__PASSAGE PROVIDED__:
As the story opens, Matt Murdock is no longer a superhero or a lawyer. He’s an old man running a soup kitchen, his powers long ago faded. Of all the roles he’s tried to assume over the years, this seems the most appropriate for the character— his Catholic guilt finally leading him to serve people in a simple yet vital way. Returning to a war-ravaged Manhattan after visiting an old acquaintance’s grave on Staten Island, Murdock reflects on his life and how it has been “all part of God’s plan.” At least, that’s what he tries to convince himself. “Priests love it. They tell it to their parishioners when something terrible happens, as a way of framing bad things in a good way” he muses. “Framing bad things in a good way” is practically the story of Daredevil. After a subway explosion triggers the reactivation of his heightened senses that made him Daredevil, Murdock finds himself embracing his old superhero ways to protect a young girl who is the hunted by an old adversary, Bullseye.

__DATA__:
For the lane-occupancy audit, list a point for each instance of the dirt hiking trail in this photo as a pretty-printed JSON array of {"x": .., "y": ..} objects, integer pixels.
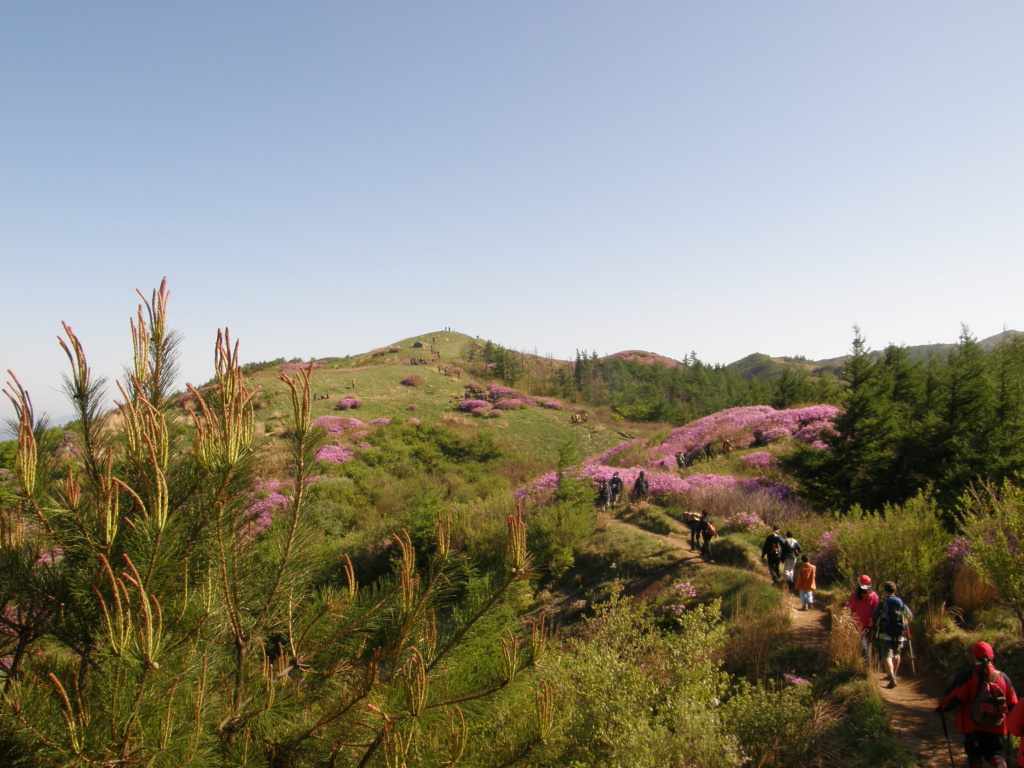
[{"x": 910, "y": 706}]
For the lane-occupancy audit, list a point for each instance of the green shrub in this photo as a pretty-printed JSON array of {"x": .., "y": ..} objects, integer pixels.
[
  {"x": 772, "y": 726},
  {"x": 994, "y": 525},
  {"x": 905, "y": 545},
  {"x": 631, "y": 695},
  {"x": 553, "y": 532}
]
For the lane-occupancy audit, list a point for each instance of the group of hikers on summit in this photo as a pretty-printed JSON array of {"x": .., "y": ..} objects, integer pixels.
[
  {"x": 983, "y": 697},
  {"x": 609, "y": 492},
  {"x": 787, "y": 565}
]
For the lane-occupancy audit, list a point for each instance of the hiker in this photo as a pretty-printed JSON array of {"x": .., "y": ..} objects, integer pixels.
[
  {"x": 805, "y": 583},
  {"x": 615, "y": 487},
  {"x": 791, "y": 551},
  {"x": 983, "y": 696},
  {"x": 640, "y": 486},
  {"x": 772, "y": 550},
  {"x": 861, "y": 604},
  {"x": 890, "y": 621},
  {"x": 694, "y": 524},
  {"x": 1015, "y": 725},
  {"x": 708, "y": 531}
]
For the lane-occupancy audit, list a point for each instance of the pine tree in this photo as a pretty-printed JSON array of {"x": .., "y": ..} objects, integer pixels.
[{"x": 156, "y": 614}]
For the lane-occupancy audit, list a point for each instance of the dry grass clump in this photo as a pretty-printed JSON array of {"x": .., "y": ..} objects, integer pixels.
[
  {"x": 970, "y": 591},
  {"x": 844, "y": 642},
  {"x": 759, "y": 630}
]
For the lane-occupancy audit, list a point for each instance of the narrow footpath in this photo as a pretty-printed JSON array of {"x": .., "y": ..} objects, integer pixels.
[{"x": 910, "y": 706}]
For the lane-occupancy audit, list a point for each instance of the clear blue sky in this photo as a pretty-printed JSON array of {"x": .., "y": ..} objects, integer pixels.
[{"x": 329, "y": 177}]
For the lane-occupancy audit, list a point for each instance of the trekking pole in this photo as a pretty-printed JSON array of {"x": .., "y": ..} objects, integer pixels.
[{"x": 945, "y": 732}]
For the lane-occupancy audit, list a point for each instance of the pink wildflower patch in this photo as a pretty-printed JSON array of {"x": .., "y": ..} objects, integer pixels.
[
  {"x": 259, "y": 515},
  {"x": 497, "y": 392},
  {"x": 745, "y": 426},
  {"x": 473, "y": 407},
  {"x": 335, "y": 454},
  {"x": 759, "y": 459},
  {"x": 511, "y": 403}
]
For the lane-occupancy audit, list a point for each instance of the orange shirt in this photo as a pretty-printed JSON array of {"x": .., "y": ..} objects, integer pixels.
[{"x": 805, "y": 578}]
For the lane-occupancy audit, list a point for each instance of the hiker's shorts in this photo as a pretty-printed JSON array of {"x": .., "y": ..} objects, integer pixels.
[
  {"x": 980, "y": 745},
  {"x": 890, "y": 648}
]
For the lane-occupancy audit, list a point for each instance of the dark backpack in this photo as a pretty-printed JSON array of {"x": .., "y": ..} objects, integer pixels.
[
  {"x": 989, "y": 707},
  {"x": 892, "y": 623}
]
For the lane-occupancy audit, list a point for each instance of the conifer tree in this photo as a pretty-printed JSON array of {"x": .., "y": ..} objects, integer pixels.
[{"x": 155, "y": 615}]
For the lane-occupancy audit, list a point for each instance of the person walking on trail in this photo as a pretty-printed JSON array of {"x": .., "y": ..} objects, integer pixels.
[
  {"x": 708, "y": 531},
  {"x": 791, "y": 553},
  {"x": 891, "y": 620},
  {"x": 1015, "y": 725},
  {"x": 862, "y": 603},
  {"x": 694, "y": 525},
  {"x": 640, "y": 487},
  {"x": 615, "y": 487},
  {"x": 983, "y": 697},
  {"x": 805, "y": 583},
  {"x": 772, "y": 550}
]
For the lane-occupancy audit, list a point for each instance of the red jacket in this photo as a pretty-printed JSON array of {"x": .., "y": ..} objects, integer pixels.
[
  {"x": 962, "y": 693},
  {"x": 862, "y": 607},
  {"x": 1015, "y": 725}
]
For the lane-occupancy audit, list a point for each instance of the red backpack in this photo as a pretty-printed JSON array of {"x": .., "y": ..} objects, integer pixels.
[{"x": 988, "y": 709}]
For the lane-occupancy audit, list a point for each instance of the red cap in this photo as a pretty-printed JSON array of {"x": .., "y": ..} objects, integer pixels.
[{"x": 983, "y": 650}]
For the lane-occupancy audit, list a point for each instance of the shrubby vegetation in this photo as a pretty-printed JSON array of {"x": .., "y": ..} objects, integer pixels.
[{"x": 370, "y": 592}]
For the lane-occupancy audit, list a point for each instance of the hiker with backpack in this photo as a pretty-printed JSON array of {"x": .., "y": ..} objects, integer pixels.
[
  {"x": 772, "y": 550},
  {"x": 695, "y": 524},
  {"x": 615, "y": 487},
  {"x": 890, "y": 619},
  {"x": 791, "y": 552},
  {"x": 640, "y": 487},
  {"x": 805, "y": 583},
  {"x": 862, "y": 603},
  {"x": 983, "y": 697},
  {"x": 708, "y": 531}
]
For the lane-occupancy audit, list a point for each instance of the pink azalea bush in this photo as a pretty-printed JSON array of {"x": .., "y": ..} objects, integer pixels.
[
  {"x": 745, "y": 426},
  {"x": 474, "y": 407},
  {"x": 497, "y": 391},
  {"x": 512, "y": 403},
  {"x": 336, "y": 454},
  {"x": 759, "y": 460},
  {"x": 663, "y": 485},
  {"x": 259, "y": 515}
]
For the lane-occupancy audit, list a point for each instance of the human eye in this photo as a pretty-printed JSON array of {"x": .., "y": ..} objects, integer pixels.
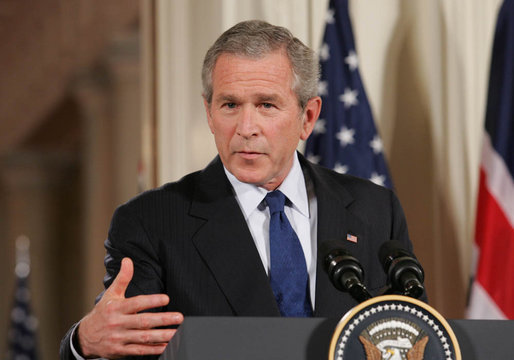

__THE EXERCISE__:
Reproduce the Daredevil passage in full, word for word. Work only from the Daredevil passage.

__EXERCISE OUTPUT__:
As the story opens, Matt Murdock is no longer a superhero or a lawyer. He’s an old man running a soup kitchen, his powers long ago faded. Of all the roles he’s tried to assume over the years, this seems the most appropriate for the character— his Catholic guilt finally leading him to serve people in a simple yet vital way. Returning to a war-ravaged Manhattan after visiting an old acquaintance’s grave on Staten Island, Murdock reflects on his life and how it has been “all part of God’s plan.” At least, that’s what he tries to convince himself. “Priests love it. They tell it to their parishioners when something terrible happens, as a way of framing bad things in a good way” he muses. “Framing bad things in a good way” is practically the story of Daredevil. After a subway explosion triggers the reactivation of his heightened senses that made him Daredevil, Murdock finds himself embracing his old superhero ways to protect a young girl who is the hunted by an old adversary, Bullseye.